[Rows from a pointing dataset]
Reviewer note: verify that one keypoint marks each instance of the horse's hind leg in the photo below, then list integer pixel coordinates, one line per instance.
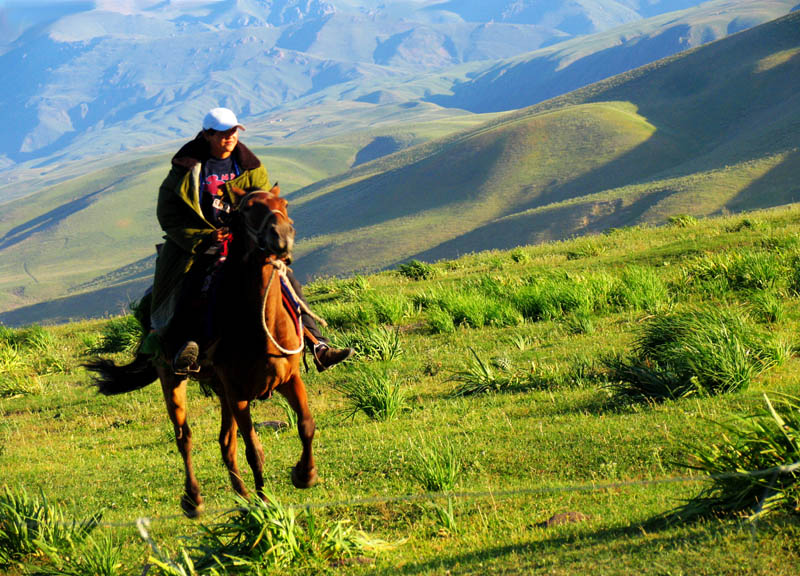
(304, 474)
(175, 397)
(227, 443)
(253, 449)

| WHAT THE TASK REQUIRES |
Copy every record character for character. Skip the pictures.

| SOLUTION |
Reviewer note: verify that one keypoint marks each instance of the horse's hind leg in the photo below, then list integer pixel coordinates, one line per instance.
(304, 474)
(175, 397)
(227, 443)
(253, 449)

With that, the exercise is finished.